◆ Exercise prompt: Extract every entry word for word.

◆ Location identification entries:

::::::::::

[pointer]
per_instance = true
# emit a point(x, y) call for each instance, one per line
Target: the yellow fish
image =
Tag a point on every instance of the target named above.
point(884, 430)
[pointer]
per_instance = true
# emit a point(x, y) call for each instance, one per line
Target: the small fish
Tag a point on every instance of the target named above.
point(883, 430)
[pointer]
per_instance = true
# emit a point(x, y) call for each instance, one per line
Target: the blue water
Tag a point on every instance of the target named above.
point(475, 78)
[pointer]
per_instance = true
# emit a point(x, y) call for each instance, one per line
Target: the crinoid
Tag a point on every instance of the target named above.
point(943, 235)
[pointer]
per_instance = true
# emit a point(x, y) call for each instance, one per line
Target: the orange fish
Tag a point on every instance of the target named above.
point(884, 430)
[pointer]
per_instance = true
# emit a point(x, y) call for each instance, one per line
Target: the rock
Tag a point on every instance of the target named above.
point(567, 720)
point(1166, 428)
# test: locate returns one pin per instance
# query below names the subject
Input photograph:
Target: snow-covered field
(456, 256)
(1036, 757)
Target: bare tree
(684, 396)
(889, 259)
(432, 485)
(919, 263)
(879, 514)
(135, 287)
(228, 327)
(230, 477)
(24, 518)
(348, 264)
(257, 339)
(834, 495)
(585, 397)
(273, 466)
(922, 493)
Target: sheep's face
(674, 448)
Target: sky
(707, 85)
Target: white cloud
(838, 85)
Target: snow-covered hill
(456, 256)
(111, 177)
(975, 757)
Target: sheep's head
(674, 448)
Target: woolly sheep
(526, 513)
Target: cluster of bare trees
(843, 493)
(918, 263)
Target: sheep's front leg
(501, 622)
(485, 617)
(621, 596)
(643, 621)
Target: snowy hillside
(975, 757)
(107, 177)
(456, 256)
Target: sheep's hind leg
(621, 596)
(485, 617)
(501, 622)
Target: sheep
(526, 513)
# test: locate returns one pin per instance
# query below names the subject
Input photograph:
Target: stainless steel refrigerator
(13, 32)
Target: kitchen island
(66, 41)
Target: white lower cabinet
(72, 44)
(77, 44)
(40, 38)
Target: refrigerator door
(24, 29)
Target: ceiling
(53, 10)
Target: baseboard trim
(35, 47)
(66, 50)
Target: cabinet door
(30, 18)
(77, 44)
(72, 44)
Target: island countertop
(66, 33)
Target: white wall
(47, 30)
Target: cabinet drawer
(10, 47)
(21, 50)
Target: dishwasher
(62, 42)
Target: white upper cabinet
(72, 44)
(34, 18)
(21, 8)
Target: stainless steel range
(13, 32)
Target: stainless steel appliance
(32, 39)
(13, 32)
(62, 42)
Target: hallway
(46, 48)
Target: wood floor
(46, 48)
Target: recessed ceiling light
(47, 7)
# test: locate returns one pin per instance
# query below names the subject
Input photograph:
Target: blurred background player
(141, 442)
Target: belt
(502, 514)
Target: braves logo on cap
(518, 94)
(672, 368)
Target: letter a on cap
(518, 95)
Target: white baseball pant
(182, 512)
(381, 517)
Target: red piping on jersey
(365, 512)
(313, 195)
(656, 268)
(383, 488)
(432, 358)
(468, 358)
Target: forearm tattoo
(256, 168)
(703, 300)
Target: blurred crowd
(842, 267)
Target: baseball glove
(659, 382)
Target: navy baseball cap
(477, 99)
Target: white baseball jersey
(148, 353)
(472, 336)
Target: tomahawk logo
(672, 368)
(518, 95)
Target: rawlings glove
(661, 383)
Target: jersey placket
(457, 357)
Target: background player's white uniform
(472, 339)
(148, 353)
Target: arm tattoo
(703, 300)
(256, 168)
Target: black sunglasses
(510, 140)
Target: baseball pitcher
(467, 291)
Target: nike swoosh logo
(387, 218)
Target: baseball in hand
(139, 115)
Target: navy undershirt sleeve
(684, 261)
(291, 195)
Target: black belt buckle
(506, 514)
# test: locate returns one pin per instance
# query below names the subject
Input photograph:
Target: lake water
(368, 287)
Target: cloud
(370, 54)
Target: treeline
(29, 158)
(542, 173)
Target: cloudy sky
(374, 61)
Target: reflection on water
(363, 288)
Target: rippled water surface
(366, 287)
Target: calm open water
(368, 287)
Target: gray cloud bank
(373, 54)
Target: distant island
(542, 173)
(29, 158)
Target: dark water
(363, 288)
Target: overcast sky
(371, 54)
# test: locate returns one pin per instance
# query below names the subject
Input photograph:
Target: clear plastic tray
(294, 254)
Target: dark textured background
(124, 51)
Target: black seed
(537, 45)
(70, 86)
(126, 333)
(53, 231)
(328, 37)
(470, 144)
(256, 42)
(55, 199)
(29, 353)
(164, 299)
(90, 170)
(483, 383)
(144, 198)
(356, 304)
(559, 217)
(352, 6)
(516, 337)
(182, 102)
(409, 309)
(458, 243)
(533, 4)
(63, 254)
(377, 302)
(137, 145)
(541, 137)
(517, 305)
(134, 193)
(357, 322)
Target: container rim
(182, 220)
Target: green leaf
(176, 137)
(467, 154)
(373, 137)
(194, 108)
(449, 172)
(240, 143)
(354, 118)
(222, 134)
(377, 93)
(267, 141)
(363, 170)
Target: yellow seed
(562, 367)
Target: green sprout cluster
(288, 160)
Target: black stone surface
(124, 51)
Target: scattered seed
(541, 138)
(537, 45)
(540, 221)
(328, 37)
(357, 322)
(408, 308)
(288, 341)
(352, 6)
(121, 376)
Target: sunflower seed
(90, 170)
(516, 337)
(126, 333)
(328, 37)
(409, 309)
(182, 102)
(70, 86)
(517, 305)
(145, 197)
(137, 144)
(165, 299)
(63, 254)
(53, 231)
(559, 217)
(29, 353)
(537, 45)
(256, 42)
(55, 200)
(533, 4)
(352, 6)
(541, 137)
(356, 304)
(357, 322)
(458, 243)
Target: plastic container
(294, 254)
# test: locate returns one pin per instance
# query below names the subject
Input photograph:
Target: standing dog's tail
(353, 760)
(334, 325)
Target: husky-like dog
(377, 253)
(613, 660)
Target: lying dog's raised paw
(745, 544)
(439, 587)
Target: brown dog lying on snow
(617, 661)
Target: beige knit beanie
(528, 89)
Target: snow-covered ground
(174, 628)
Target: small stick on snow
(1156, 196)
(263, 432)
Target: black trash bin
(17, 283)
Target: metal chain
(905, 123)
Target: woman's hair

::::::::::

◆ Reply:
[pointer]
per_instance = true
# emit a point(x, y) call for each instance, one per line
Target: the yellow fish
image =
Tag a point on every instance of the target named above.
point(884, 430)
[pointer]
per_instance = true
# emit a point(x, y) call for each instance, one per line
Target: the small fish
Tag a point on every instance of the target named above.
point(883, 430)
[pointer]
per_instance = true
# emit a point(x, y) call for each instance, one per line
Target: the blue water
Tag a point on every instance of the target named above.
point(475, 78)
[pointer]
per_instance = true
# emit a point(x, y) call for each instance, one per line
Target: the crinoid
Tag a point on every instance of the target named above.
point(943, 235)
[pointer]
per_instance = true
# emit a point(x, y) call for each instance, one per line
Target: the orange fish
Tag a point on every instance of the target named above.
point(884, 430)
[pointer]
per_instance = true
# emit a point(x, y) call for each instance, one per line
Target: the rock
Tag a point on every instance of the target named above.
point(567, 720)
point(1166, 428)
# test: locate returns one pin per instance
# query below names the subject
Input photograph:
Target: snow-covered field
(456, 256)
(1036, 757)
Target: bare tree
(684, 396)
(889, 259)
(432, 485)
(919, 263)
(879, 514)
(135, 287)
(228, 327)
(230, 477)
(24, 518)
(348, 264)
(257, 339)
(834, 495)
(585, 397)
(273, 466)
(922, 493)
Target: sheep's face
(674, 448)
Target: sky
(707, 85)
Target: white cloud
(838, 85)
Target: snow-covered hill
(456, 256)
(111, 177)
(975, 757)
Target: sheep's head
(674, 448)
Target: woolly sheep
(526, 513)
Target: cluster of bare trees
(843, 493)
(918, 263)
Target: sheep's front leg
(501, 622)
(485, 617)
(621, 596)
(643, 621)
Target: snowy hillside
(975, 757)
(107, 177)
(456, 256)
Target: sheep's hind leg
(621, 596)
(485, 617)
(501, 622)
Target: sheep
(526, 513)
# test: locate returns one pin per instance
# query below names the subject
Input photograph:
Target: stainless steel refrigerator
(13, 32)
Target: kitchen island
(66, 41)
Target: white lower cabinet
(72, 44)
(77, 44)
(40, 38)
Target: refrigerator door
(24, 29)
Target: ceiling
(53, 10)
Target: baseboard trim
(35, 47)
(66, 50)
Target: cabinet door
(30, 18)
(77, 44)
(72, 44)
Target: island countertop
(66, 33)
Target: white wall
(47, 30)
Target: cabinet drawer
(10, 47)
(21, 50)
Target: dishwasher
(62, 42)
Target: white upper cabinet
(72, 44)
(34, 18)
(21, 8)
Target: stainless steel range
(13, 32)
Target: stainless steel appliance
(32, 39)
(13, 32)
(62, 42)
Target: hallway
(46, 48)
Target: wood floor
(46, 48)
Target: recessed ceiling light
(47, 7)
# test: locate returns one pin per instance
# query below names the subject
Input photograph:
Target: blurred background player
(141, 442)
Target: belt
(502, 514)
Target: braves logo on cap
(518, 94)
(672, 368)
Target: letter a on cap
(518, 95)
Target: white baseball pant
(182, 512)
(381, 517)
Target: red piping on jersey
(365, 512)
(313, 195)
(656, 268)
(383, 488)
(432, 358)
(468, 358)
Target: forearm tattoo
(256, 168)
(703, 300)
Target: blurred crowd
(842, 267)
Target: baseball glove
(659, 382)
Target: navy baseball cap
(477, 99)
Target: white baseball jersey
(148, 353)
(472, 336)
Target: tomahawk logo
(672, 368)
(518, 95)
Target: rawlings glove
(661, 383)
Target: jersey placket
(457, 357)
Target: background player's white uniform
(472, 339)
(148, 353)
Target: arm tattoo
(703, 300)
(256, 168)
Target: black sunglasses
(510, 140)
Target: baseball pitcher
(467, 291)
Target: nike swoosh logo
(387, 218)
Target: baseball in hand
(139, 115)
Target: navy undershirt sleeve
(684, 261)
(291, 195)
Target: black belt buckle
(506, 514)
# test: locate returns one pin per instance
# query below names the subject
Input photograph:
Target: lake water
(368, 287)
Target: cloud
(370, 54)
Target: treeline
(29, 158)
(542, 173)
Target: cloudy sky
(374, 61)
Target: reflection on water
(363, 288)
Target: rippled water surface
(366, 287)
Target: calm open water
(368, 287)
Target: gray cloud bank
(373, 54)
Target: distant island
(542, 173)
(29, 158)
Target: dark water
(363, 288)
Target: overcast sky
(371, 54)
# test: locate returns one pin per instance
# query below names the subject
Input photograph:
Target: clear plastic tray
(294, 254)
Target: dark textured background
(124, 51)
Target: black seed
(537, 45)
(70, 86)
(126, 333)
(53, 231)
(328, 37)
(470, 144)
(256, 42)
(55, 199)
(29, 353)
(164, 299)
(90, 170)
(483, 383)
(144, 198)
(356, 304)
(559, 217)
(352, 6)
(516, 337)
(182, 102)
(409, 309)
(458, 243)
(533, 4)
(63, 254)
(377, 302)
(137, 145)
(541, 137)
(517, 305)
(134, 193)
(357, 322)
Target: container rim
(182, 220)
Target: green leaf
(176, 137)
(467, 154)
(373, 137)
(194, 108)
(449, 172)
(240, 143)
(354, 118)
(222, 134)
(377, 93)
(267, 141)
(363, 170)
Target: yellow seed
(562, 367)
Target: green sprout cluster
(288, 160)
Target: black stone surface
(124, 51)
Target: scattered seed
(541, 138)
(537, 45)
(540, 221)
(328, 37)
(357, 322)
(408, 308)
(288, 341)
(352, 6)
(121, 376)
Target: sunflower seed
(90, 170)
(516, 337)
(126, 333)
(328, 37)
(409, 309)
(182, 102)
(70, 86)
(517, 305)
(145, 197)
(137, 144)
(165, 299)
(63, 254)
(53, 231)
(559, 217)
(29, 353)
(537, 45)
(256, 42)
(55, 200)
(533, 4)
(352, 6)
(541, 137)
(356, 304)
(357, 322)
(458, 243)
Target: plastic container
(294, 254)
# test: locate returns one pin per instance
# query below names the subject
Input photograph:
Target: standing dog's tail
(353, 760)
(334, 325)
Target: husky-like dog
(377, 253)
(613, 660)
Target: lying dog's raised paw
(745, 544)
(439, 587)
Target: brown dog lying on snow
(617, 661)
Target: beige knit beanie
(528, 89)
Target: snow-covered ground
(174, 628)
Target: small stick on snow
(1156, 196)
(263, 432)
Target: black trash bin
(17, 283)
Target: metal chain
(905, 123)
Target: woman's hair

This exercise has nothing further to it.